EXERCISE MATERIAL:
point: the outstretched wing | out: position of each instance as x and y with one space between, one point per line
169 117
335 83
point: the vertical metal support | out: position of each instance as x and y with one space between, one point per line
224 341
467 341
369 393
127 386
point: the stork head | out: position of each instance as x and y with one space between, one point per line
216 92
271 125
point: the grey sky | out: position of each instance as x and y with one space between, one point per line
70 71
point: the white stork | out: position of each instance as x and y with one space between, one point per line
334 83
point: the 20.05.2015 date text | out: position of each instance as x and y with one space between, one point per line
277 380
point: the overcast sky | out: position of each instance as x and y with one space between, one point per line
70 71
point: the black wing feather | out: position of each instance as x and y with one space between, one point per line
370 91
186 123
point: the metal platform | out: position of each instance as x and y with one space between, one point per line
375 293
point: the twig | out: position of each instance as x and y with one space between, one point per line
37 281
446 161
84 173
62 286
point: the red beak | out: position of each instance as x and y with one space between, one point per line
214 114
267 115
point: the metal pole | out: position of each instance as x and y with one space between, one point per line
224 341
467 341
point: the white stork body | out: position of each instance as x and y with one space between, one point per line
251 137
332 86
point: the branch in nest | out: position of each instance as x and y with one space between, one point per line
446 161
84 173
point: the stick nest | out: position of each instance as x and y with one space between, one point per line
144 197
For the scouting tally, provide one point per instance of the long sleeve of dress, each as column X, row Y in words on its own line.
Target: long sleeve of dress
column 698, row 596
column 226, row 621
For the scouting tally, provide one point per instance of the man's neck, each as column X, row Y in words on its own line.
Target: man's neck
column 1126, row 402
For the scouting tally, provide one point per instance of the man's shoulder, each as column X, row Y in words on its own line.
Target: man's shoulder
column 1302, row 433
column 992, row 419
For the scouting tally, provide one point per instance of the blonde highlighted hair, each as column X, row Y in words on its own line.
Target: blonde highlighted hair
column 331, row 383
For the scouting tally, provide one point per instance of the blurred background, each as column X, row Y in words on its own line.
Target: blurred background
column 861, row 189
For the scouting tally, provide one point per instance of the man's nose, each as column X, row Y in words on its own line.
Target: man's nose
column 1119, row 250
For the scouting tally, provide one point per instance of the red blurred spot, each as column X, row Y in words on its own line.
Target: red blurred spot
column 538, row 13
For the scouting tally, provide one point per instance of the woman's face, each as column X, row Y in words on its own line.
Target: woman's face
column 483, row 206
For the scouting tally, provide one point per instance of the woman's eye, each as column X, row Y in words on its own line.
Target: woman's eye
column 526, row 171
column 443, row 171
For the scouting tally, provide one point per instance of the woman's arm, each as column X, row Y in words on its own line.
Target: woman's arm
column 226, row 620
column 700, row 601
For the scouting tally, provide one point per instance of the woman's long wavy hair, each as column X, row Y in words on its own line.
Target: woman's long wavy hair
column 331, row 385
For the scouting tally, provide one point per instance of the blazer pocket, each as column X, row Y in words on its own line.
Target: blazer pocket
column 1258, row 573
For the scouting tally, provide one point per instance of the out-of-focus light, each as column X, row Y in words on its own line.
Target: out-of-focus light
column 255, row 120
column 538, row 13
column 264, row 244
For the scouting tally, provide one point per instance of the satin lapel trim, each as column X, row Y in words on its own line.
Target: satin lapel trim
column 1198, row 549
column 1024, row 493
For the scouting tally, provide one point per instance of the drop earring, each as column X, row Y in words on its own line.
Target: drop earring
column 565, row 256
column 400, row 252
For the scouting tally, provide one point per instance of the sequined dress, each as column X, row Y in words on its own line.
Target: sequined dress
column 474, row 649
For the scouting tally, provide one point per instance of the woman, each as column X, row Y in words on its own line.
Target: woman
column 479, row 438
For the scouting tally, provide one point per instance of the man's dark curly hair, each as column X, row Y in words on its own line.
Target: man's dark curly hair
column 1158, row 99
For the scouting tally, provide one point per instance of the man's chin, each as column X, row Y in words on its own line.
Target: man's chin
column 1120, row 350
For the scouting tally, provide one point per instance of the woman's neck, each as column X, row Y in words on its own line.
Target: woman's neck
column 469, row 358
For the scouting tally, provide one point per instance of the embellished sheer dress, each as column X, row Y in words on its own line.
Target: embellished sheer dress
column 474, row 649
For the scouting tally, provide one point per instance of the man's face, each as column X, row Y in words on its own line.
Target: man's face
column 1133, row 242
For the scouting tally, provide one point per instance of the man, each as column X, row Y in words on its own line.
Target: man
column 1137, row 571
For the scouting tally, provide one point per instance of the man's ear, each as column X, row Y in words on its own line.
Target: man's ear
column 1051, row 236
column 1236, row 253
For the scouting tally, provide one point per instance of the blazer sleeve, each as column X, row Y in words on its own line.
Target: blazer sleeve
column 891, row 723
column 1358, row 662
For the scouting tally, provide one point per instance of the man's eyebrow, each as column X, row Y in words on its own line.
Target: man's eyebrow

TASK DETAILS:
Reproduce all of the records above line for line, without changing a single character.

EXERCISE OUTPUT:
point: the outstretched wing | out: position of each instance as x and y with one space between, one point per line
169 117
335 83
point: the vertical metal support | out: position of each instance as x and y with one space between, one point per line
224 341
467 341
369 393
127 386
point: the stork head | out: position of each instance as x and y with one space between, one point per line
216 92
271 125
point: the grey sky | out: position of each instance as x and y with one space between, one point per line
70 71
point: the white stork | out: position of each instance as x and y with one space between, one point per line
334 83
point: the 20.05.2015 date text | out: position of each instance as x and y with one space between, one point per line
277 380
point: the overcast sky | out: position of each instance as x and y with one space between, one point per line
70 71
point: the black wing feather | out: position of each instance as x and y with one space between, one point per line
370 91
186 123
point: the metal platform | out: position of each instance as x and y with one space between, one point per line
375 293
point: the twig | out: position of each instance as x and y with one space between, one point per line
37 281
446 161
84 173
62 286
point: the red beak | out: position of each instance as x and y with one space between, one point per line
214 114
267 115
point: the metal pole | out: position of each instance as x and y with one space between, one point per line
224 341
467 341
point: the white stork body | out: position of each instance as x and y with one space between, one point per line
251 137
332 86
point: the branch in nest | out: position of each instance as x and y with one space between, one point per line
446 161
84 173
point: the stick nest | out: position of each instance as x and y with one space between, one point per line
144 197
For the scouting tally, provide one point per instance of the long sleeve of dress, each as column X, row Y in words on its own line.
Target: long sleeve of dress
column 698, row 596
column 226, row 621
For the scouting tally, provide one point per instance of the man's neck, each as column X, row Y in words on its own line.
Target: man's neck
column 1126, row 402
For the scouting tally, provide one point per instance of the man's shoulder, each as column X, row Y in words on its own line.
Target: man's shoulder
column 1302, row 433
column 992, row 419
For the scouting tally, provide one point per instance of the blonde highlighted hair, each as column X, row Y in words on its own line.
Target: blonde highlighted hair
column 331, row 383
For the scouting tally, provide one point per instance of the blurred background, each as column X, row Y in words on its own line.
Target: blurred background
column 861, row 189
For the scouting tally, provide one point per instance of the man's nose, each as column X, row Y in words on its own line.
Target: man's nose
column 1119, row 250
For the scouting tally, provide one point per instance of the red blurred spot, each as column X, row Y in words on its own line.
Target: red blurred spot
column 538, row 13
For the scouting tally, provide one point per instance of the woman's face, each as column X, row Y in words on its own line.
Target: woman's face
column 483, row 206
For the scouting tally, provide one point per instance of the woman's eye, each as column X, row Y in words on its own line.
Target: woman's eye
column 526, row 171
column 443, row 171
For the scouting tally, provide one point per instance of the woman's arm, each as column X, row Y in words on its own line.
Target: woman's arm
column 226, row 620
column 700, row 601
For the scouting tally, provide one point per instance of the woman's long wavy hair, each as column X, row Y in words on its own line.
Target: woman's long wavy hair
column 331, row 385
For the scouting tally, provide one point per instance of the blazer pocket, each as column X, row Y in words on its own line.
Target: blazer pocket
column 1258, row 573
For the scouting tally, provide one point per instance of the out-of-focus light, each as column X, row Y in words on its own line.
Target: out-of-focus light
column 255, row 120
column 538, row 13
column 264, row 244
For the scouting tally, provide one point per instance of the satin lapel trim, each as column X, row Y in words on its own line.
Target: satin lapel trim
column 1198, row 549
column 1024, row 493
For the scouting tally, provide one point per instance of the drop earring, each as column X, row Y in words on its own line.
Target: drop earring
column 565, row 256
column 400, row 252
For the scouting tally, provide one point per instance of the sequined dress, each as column X, row Y in words on its own line.
Target: sequined dress
column 474, row 649
For the scouting tally, provide one point per instance of the woman, each as column X, row Y in words on its own line.
Target: woman
column 479, row 438
For the scouting tally, provide one point per instance of the man's dark curly hair, each as column X, row Y in words on its own line.
Target: man's dark curly hair
column 1158, row 99
For the scouting tally, provide one point per instance of the man's chin, each as column X, row Y in words on its own line.
Target: man's chin
column 1120, row 350
For the scouting tally, provide one point per instance of the woman's neck, each as column X, row Y in words on its own line.
Target: woman's neck
column 469, row 358
For the scouting tally, provide one point per instance of the embellished sheer dress, each as column X, row Y in words on its own line.
Target: embellished sheer dress
column 474, row 649
For the scouting tally, provide one point per instance of the man's face, each as column X, row Y in words on its own line.
Target: man's face
column 1133, row 242
For the scouting tally, provide one point per instance of the man, each as column X, row Y in words on its own line.
Target: man
column 1137, row 571
For the scouting tally, provide one point per instance of the man's ear, each as column X, row Y in words on its own line.
Target: man's ear
column 1051, row 236
column 1236, row 253
For the scouting tally, provide one point per instance of the blazer sleeve, each as column X, row Y in words on its own line.
Target: blazer sleeve
column 891, row 723
column 1358, row 662
For the scouting tally, provide one point per instance of the man's eyebrow, each as column X, row Y in words on its own line.
Target: man's eyebrow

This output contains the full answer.